• [TASK TO CARRY OUT]
Nothing but the records, transcribed verbatim and stripped of images, should appear in the answer.

Referring expression data:
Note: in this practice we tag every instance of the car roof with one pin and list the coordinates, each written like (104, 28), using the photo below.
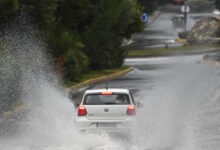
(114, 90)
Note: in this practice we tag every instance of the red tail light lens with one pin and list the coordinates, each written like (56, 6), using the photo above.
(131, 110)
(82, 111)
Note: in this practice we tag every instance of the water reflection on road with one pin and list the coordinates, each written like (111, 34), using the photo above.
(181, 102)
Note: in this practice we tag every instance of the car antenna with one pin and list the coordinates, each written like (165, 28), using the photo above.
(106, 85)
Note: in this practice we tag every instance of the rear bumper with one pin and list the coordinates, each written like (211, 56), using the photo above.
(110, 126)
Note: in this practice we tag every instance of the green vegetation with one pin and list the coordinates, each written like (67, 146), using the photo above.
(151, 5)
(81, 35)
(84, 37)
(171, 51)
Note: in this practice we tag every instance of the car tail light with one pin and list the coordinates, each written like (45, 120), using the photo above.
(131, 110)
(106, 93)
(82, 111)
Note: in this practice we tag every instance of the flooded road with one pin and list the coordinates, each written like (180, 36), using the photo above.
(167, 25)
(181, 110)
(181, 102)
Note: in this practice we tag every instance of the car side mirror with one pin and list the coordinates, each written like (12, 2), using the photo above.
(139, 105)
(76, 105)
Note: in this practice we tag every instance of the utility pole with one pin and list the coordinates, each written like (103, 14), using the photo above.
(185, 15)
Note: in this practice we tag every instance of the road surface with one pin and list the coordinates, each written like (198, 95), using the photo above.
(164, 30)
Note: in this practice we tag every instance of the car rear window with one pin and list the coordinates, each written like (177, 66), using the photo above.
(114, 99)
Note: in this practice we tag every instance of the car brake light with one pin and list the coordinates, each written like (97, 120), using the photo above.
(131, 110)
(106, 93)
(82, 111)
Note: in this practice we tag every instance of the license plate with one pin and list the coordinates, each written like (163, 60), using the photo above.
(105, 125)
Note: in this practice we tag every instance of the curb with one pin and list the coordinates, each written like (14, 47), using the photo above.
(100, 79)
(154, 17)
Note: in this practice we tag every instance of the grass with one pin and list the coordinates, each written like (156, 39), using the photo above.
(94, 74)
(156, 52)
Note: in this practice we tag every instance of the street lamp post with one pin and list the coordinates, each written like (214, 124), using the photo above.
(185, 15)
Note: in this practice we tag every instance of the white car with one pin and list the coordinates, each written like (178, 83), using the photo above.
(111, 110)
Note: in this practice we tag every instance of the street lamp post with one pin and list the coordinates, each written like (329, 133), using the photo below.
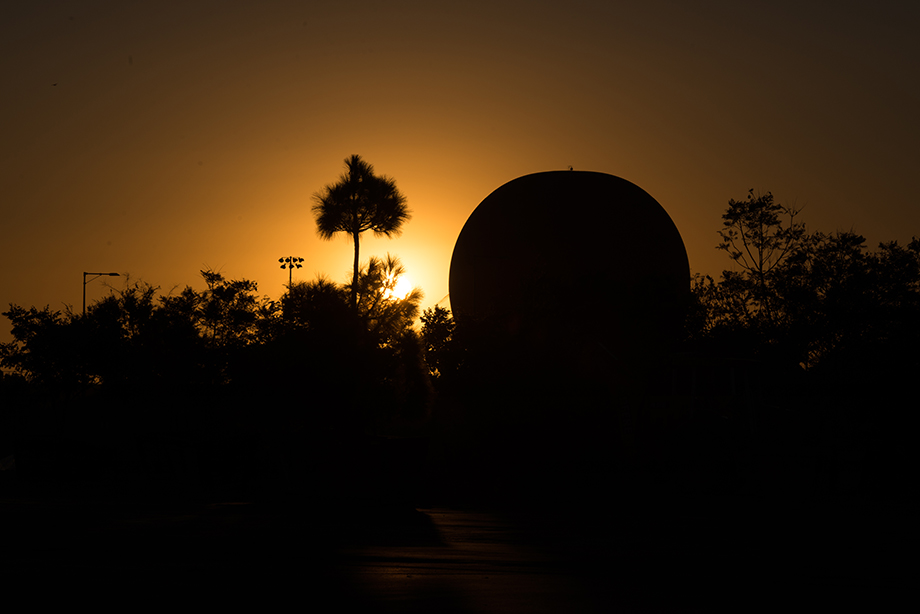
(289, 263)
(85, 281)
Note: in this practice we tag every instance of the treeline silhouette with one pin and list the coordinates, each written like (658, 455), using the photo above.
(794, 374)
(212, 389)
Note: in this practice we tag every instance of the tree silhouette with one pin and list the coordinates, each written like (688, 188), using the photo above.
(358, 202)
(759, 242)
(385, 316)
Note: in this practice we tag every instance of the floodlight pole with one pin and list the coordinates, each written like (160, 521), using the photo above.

• [SOLUTION]
Note: in this practice we tag every instance of the car roof with one pin and list the coordinates, each written like (104, 28), using the photo below.
(114, 90)
Note: in this practice we tag every instance of the red tail light lens with one pin and list the coordinates, each written like (56, 6), using the photo above.
(131, 110)
(82, 111)
Note: in this practice we tag every instance of the water reflection on road with one pin and list the coordinates, each written like (111, 34), using the photo above.
(181, 102)
Note: in this practice we tag every instance of the car antenna with one pin and list the coordinates, each written like (165, 28), using the photo above.
(106, 85)
Note: in this practice we tag every instance of the rear bumper with one pin and list the coordinates, each written like (211, 56), using the photo above.
(110, 126)
Note: in this practice we tag every instance of the green vegetation with one pin and list the coordinates, each written like (67, 146), using the photo above.
(151, 5)
(81, 35)
(84, 37)
(171, 51)
Note: in this practice we tag every instance of the car tail light with one pin and list the coordinates, each written like (45, 120), using the photo above.
(131, 110)
(106, 93)
(82, 111)
Note: in this practice we tag every instance of the flooded road with one pin and list the coordinates, each written like (180, 36), using the photo above.
(167, 25)
(181, 110)
(181, 102)
Note: in this practice we tag every instance of the car side mirror with one pin and list the coordinates, each written like (12, 2), using the photo above.
(139, 105)
(76, 105)
Note: in this practice we tag every instance of the utility pole with one pin and list the coordinates, each written like (103, 14), using the photo above.
(185, 15)
Note: in this practice we tag every instance of the road surface with one pin and list the coordinates, each written like (198, 95), using the photo above.
(164, 30)
Note: in this practice we tag every instance of the car rear window with one pin and list the coordinates, each written like (177, 66), using the photo above.
(114, 99)
Note: in this practice we tag every instance of the car brake light with one pin and list the coordinates, each written like (97, 120), using the photo above.
(131, 110)
(106, 93)
(82, 111)
Note: in this practice we tag every instance of the license plate with one pin and list the coordinates, each written like (163, 60), using the photo above.
(105, 125)
Note: in this practice we tag every instance of the curb with one pin and list the coordinates, each written like (14, 47), using the photo above.
(100, 79)
(154, 17)
Note: in this practice we tag every instance of the grass with one pin and list the coordinates, each written like (156, 39), using the photo above.
(94, 74)
(156, 52)
Note: in this practice we tag every instance of the street lamp post with one pin and list the coordinates, each written like (214, 124), using the photo above.
(185, 15)
Note: in this practice we tag every instance of the white car with one pin and list the coordinates, each written like (178, 83), using the photo above.
(111, 110)
Note: in this practice we tag every instance of the street lamp post with one pin and list the coordinates, each written like (329, 133), using the photo below.
(289, 263)
(85, 281)
Note: in this practice we tag every instance of the treeline silhouette with one pin and list the coordinates, each written like (658, 455), using the photo above.
(794, 374)
(212, 389)
Note: in this practice we tag every instance of the tree silhouette with one pin and list the coordinates, each written like (688, 188), using the photo above.
(358, 202)
(759, 242)
(385, 316)
Note: in this practice we tag every instance of the floodlight pole with one pin and list the coordinates, each written like (160, 521), using the photo above.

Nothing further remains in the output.